== What to produce ==
Beginning with the line that holds "Given an image, this", copy each line to the end of the records exactly, except the pictures.

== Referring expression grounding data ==

----

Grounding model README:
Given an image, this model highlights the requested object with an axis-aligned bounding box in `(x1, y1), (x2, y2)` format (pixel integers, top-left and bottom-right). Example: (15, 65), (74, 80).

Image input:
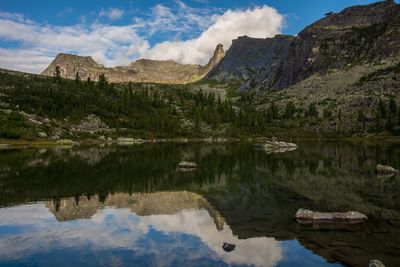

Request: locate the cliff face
(207, 0), (400, 91)
(41, 44), (225, 84)
(206, 36), (294, 82)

----

== Result of the exercise ==
Given an image, this model highlights the requested object with an axis-aligned bounding box in `(x1, y1), (x2, y2)` format (pixel integers, top-left and bottom-right). Example: (15, 65), (74, 80).

Image input:

Request: locate the cliff face
(207, 0), (400, 91)
(41, 44), (225, 84)
(206, 36), (294, 82)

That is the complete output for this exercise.